- _Activity 1_
Reproduce word for word everything in the article on the Barbacoa sex strike from "It takes between" down to "and lengthy journey.".
- _Activity 2_
In one to three sentences, explain why the women in the article on the Barbacoa sex strike are protesting the condition of the roads.
- _Activity 3_
Extend the article on the Barbacoa sex strike, picking up after its final sentence.
[Opening Study text section]
Women in Colombia Are On a Sex Strike For This Civic Cause

Impact

Women in the small Colombian town of Barbacoa are straight out of an ancient Greek comedy. They have organized themselves into what's being called a "crossed leg movement" by going on a sex strike to protest the condition of the roads that connect their isolated town to more populated regions in Colombia.

It takes between 12 and 14 hours to travel by car to the closest civilized region with access to a hospital. Reports have suggested that pregnant women have died on route to the closest hospital due to the rocky terrain and lengthy journey.

This story may sound familiar if you've read Lysistrata, an ancient Greek comedy by Aristophanes in which the female protagonist organizes Athenian women to withhold sexual privileges from their husbands and lovers in hopes of prompting an end to the Peloponnesian War. Some feminists refer to the act of withholding sex as a "Lysistratic nonaction." These demonstrations are often "more successful when the women involved have little economic autonomy, when their demands are specific and realistic, and when they possess endurance and strength in numbers."
[Closing Study text section]
[Opening Source data section]
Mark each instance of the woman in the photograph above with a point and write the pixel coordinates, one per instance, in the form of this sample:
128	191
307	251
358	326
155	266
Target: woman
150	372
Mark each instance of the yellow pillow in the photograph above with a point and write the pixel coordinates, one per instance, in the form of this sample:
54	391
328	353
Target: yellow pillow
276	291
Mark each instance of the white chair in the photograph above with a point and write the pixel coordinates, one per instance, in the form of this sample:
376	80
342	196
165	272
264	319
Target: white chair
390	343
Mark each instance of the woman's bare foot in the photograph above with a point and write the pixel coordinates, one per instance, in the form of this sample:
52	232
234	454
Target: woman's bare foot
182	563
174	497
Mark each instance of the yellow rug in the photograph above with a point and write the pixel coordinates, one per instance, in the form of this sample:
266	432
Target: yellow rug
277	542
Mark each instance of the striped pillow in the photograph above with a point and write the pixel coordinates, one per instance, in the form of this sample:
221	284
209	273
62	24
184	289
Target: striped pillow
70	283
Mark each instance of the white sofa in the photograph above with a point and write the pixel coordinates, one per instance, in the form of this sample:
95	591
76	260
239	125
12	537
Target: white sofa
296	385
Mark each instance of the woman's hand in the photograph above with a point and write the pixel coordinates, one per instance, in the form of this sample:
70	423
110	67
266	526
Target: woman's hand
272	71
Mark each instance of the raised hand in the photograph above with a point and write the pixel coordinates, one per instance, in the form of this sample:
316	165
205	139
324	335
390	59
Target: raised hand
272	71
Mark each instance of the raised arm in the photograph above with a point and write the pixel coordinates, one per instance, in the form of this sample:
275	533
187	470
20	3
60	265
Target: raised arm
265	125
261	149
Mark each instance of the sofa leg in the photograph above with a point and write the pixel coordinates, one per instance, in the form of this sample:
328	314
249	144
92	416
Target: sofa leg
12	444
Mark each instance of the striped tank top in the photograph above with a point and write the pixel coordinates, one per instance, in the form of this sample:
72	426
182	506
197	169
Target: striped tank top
[Closing Source data section]
- _Answer section 1_
It takes between 12 and 14 hours to travel by car to the closest civilized region with access to a hospital. Reports have suggested that pregnant women have died on route to the closest hospital due to the rocky terrain and lengthy journey.

- _Answer section 2_
The roads connecting Barbacoa to more populated regions are so poor that it takes 12 to 14 hours by car to reach the closest region with a hospital. Reports suggest that pregnant women have died on the way there because of the rocky terrain and the long journey.

- _Answer section 3_
In Barbacoa, they have a clear demand: to improve road conditions. As a result of the challenging conditions, guerrilla warfare is common and hinders country-wide travel. For decades, it has plagued the town and surrounding area along the Andes mountain range. 

Two years ago the same group of women held a similar sex protest that lasted almost four months. It resulted in the transportation minister pledging $21 million to pave the road.